Copy the material below line for line without changing anything, but leave out the pictures.
----- Dataset records -----
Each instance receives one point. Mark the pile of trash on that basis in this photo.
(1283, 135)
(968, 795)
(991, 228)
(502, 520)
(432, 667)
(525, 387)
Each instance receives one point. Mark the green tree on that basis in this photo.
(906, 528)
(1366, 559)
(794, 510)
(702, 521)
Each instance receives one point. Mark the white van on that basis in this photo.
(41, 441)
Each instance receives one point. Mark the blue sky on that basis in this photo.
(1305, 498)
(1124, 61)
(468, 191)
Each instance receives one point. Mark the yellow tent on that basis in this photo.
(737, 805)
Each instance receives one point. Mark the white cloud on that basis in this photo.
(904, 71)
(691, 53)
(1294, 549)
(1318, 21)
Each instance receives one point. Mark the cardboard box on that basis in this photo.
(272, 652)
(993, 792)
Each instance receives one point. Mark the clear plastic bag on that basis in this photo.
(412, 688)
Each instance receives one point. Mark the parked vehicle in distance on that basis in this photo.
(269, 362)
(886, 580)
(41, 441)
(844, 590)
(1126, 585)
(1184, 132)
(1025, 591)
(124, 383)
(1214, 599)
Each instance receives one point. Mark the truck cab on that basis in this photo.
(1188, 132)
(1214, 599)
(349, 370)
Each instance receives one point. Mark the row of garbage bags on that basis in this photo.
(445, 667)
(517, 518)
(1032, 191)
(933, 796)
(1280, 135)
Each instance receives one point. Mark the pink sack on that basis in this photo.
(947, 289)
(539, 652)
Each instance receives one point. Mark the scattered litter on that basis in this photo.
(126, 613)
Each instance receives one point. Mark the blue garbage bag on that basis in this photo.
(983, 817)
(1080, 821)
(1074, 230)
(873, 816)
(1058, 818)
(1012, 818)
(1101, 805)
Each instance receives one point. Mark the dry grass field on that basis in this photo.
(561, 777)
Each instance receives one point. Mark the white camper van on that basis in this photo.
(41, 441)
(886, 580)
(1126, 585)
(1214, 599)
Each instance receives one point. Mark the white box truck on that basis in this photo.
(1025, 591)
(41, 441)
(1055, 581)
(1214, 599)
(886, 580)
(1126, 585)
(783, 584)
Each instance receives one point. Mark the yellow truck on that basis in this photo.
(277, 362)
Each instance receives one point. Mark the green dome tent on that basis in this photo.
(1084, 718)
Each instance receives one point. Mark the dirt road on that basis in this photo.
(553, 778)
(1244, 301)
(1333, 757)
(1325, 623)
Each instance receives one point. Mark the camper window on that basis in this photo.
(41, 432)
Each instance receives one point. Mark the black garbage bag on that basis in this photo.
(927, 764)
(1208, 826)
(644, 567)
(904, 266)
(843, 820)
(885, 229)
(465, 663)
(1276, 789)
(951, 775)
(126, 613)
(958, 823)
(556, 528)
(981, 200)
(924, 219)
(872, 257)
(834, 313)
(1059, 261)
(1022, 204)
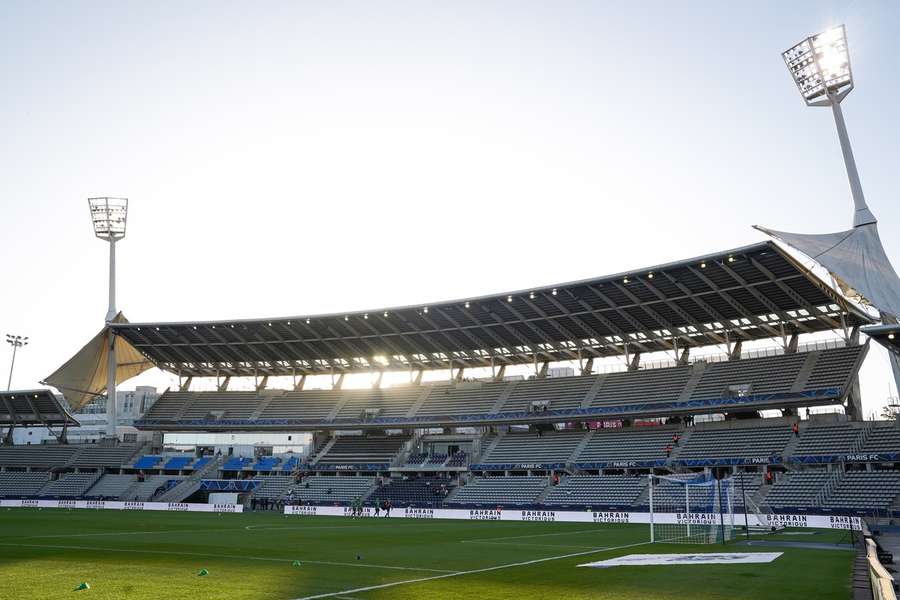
-----
Exercise output:
Each instance receives one point. Mark the pile of trash on that basis in this photo.
(1283, 135)
(968, 795)
(991, 228)
(502, 520)
(432, 667)
(525, 387)
Each instance receives one point. Mark the green tree on that basis in this photo.
(906, 528)
(1366, 559)
(794, 510)
(702, 521)
Each instance receives one point. Mark the white van on that basis in this photo.
(41, 441)
Each instance receives one point. Mark the blue sky on that basis in this photo.
(1305, 498)
(1124, 61)
(468, 191)
Each instance receives one point. Mark the yellow tent on that basis in this photo.
(737, 805)
Each instance receives one point. Mark the white cloud on that basis in this photo.
(904, 71)
(691, 53)
(1294, 549)
(1318, 21)
Each instance receives one point. Mark the cardboard box on that basis in this photo.
(272, 652)
(993, 792)
Each instance receives one point. Mark the clear plastic bag on that basis in this photo.
(412, 688)
Each instance receives one point. Mark the parked vehicle in distance on that basis in this photo.
(269, 362)
(886, 580)
(41, 441)
(844, 590)
(1126, 585)
(1184, 132)
(1025, 591)
(124, 383)
(1214, 599)
Each instance receives one point. Mark the truck cab on that basis in this photo.
(1188, 132)
(1214, 599)
(349, 370)
Each instance receives one point. Mark the row of garbage bags on that basis in this photo.
(445, 667)
(517, 518)
(1032, 191)
(933, 796)
(1280, 135)
Each instance receives one point. Mark the pink sack on that basis in this photo.
(947, 289)
(539, 652)
Each instance receives one point. Mark the scattered litter on that basis in this photo.
(126, 613)
Each instance receives one point. Mark the blue garbage bag on that basis in this photo.
(983, 817)
(1080, 821)
(1074, 230)
(873, 816)
(1058, 818)
(1012, 818)
(1101, 805)
Each instance receives one point. Mark the dry grass field on that basis in this photo.
(561, 777)
Each instance receives one point. Mark the white camper van on that basis in this photo.
(41, 441)
(886, 580)
(1126, 585)
(1214, 599)
Each instance receives one point. Mark the white box truck on that basis in this photo.
(1025, 591)
(41, 441)
(1055, 581)
(1214, 599)
(886, 580)
(1126, 585)
(783, 584)
Each instance receives one point. Mark the yellow truck on that basis in this photo.
(277, 362)
Each instance receives one point. Mark the green dome tent on that basis in this photo.
(1084, 718)
Each instance receives one point. Mark the dirt road on that basis in this photo.
(553, 778)
(1244, 301)
(1333, 757)
(1325, 623)
Each instance receives one point. Mark the camper window on that basis in this photo.
(41, 432)
Each instance receives one point. Mark the black garbage bag on that basis in this photo.
(927, 764)
(1208, 826)
(644, 567)
(904, 266)
(843, 820)
(885, 229)
(465, 663)
(1276, 789)
(951, 775)
(126, 613)
(958, 823)
(556, 528)
(981, 200)
(924, 219)
(872, 257)
(834, 313)
(1059, 261)
(1022, 204)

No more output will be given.